---------- DATA LINES
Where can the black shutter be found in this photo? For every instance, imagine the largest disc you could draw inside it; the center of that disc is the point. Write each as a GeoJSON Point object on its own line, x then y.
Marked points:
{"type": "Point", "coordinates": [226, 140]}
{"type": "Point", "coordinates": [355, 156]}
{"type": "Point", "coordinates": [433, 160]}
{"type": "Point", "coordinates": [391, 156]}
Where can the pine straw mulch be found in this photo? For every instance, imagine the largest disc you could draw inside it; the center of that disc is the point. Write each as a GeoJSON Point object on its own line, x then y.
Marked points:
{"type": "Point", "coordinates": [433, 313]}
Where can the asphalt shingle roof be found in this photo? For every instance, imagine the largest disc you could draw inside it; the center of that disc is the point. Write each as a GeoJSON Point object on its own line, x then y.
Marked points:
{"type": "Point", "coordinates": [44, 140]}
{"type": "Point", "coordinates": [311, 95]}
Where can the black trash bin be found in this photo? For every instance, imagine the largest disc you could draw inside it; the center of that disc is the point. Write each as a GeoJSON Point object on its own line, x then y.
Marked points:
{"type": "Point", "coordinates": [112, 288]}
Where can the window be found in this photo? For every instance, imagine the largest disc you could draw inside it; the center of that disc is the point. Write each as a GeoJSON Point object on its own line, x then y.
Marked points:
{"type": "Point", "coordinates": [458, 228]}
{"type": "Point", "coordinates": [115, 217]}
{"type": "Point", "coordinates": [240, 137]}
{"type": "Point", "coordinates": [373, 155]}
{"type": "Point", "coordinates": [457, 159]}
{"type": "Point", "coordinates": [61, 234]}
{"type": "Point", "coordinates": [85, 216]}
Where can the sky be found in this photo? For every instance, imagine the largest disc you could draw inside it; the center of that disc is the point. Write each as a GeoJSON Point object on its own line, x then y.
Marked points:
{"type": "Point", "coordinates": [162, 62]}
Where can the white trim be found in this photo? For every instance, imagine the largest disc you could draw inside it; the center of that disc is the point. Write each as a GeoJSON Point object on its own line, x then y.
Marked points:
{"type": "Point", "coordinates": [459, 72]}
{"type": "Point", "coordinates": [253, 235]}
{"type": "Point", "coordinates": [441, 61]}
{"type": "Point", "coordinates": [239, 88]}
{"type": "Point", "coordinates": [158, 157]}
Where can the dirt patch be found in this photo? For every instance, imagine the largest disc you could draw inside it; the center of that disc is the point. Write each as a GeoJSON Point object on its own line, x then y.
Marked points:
--------------------
### REQUEST
Turn every line of the items above into a numbered list, one line per number, and leave out any blank lines.

### SOLVED EXERCISE
1. Where can the black shutter be found in this photo? For every instance, imagine the largest disc you could draw inside it; the center of that disc is the point. Write each as a GeoJSON Point object on its own line, x then y.
2. Marked points:
3. {"type": "Point", "coordinates": [226, 140]}
4. {"type": "Point", "coordinates": [355, 156]}
5. {"type": "Point", "coordinates": [433, 160]}
6. {"type": "Point", "coordinates": [391, 156]}
7. Where can the pine straw mulch be found in this photo? For every instance, imagine the largest disc you could draw inside it; the center of that disc is the point. Write each as a GeoJSON Point object on its own line, x then y.
8. Marked points:
9. {"type": "Point", "coordinates": [433, 313]}
10. Where can the asphalt shingle roof be found in this photo? For every instance, imagine the largest disc you could draw inside it; the center of that disc is the point. Write each as a GeoJSON Point object on its own line, x then y.
11. Marked points:
12. {"type": "Point", "coordinates": [44, 140]}
13. {"type": "Point", "coordinates": [311, 95]}
14. Where can the black trash bin be found in this photo? For every instance, imagine the largest disc you could draw inside it; the center of that disc is the point. Write each as a GeoJSON Point object on its own line, x then y.
15. Marked points:
16. {"type": "Point", "coordinates": [112, 288]}
17. Where can the window be found in this photo? For every instance, imagine the largest disc you could draw inside it; the center of that disc is the point. Write each as a GeoJSON Point object on its own line, x then y.
18. Marked points:
19. {"type": "Point", "coordinates": [458, 228]}
20. {"type": "Point", "coordinates": [115, 217]}
21. {"type": "Point", "coordinates": [240, 137]}
22. {"type": "Point", "coordinates": [373, 155]}
23. {"type": "Point", "coordinates": [457, 159]}
24. {"type": "Point", "coordinates": [61, 234]}
25. {"type": "Point", "coordinates": [85, 216]}
26. Where can the sky be found in this photo? For every instance, imagine the largest disc you could draw inside it; the center of that disc is the point. Write each as a GeoJSON Point object on its own line, x then y.
27. Marked points:
28. {"type": "Point", "coordinates": [162, 62]}
29. Where can the white trim be found in this photo? For every instance, imagine the largest disc you could draw inside it; the center of that disc is the point. Write each as a GeoJSON Point object on its own line, x then y.
30. Marked points:
31. {"type": "Point", "coordinates": [459, 72]}
32. {"type": "Point", "coordinates": [253, 235]}
33. {"type": "Point", "coordinates": [441, 61]}
34. {"type": "Point", "coordinates": [239, 88]}
35. {"type": "Point", "coordinates": [158, 157]}
36. Where can the dirt patch be found in this photo? For every instance, imagine the largest disc you could draw inside it; the center of that disc is the point. Write each as a GeoJSON Point object on its own line, x then y.
37. Marked points:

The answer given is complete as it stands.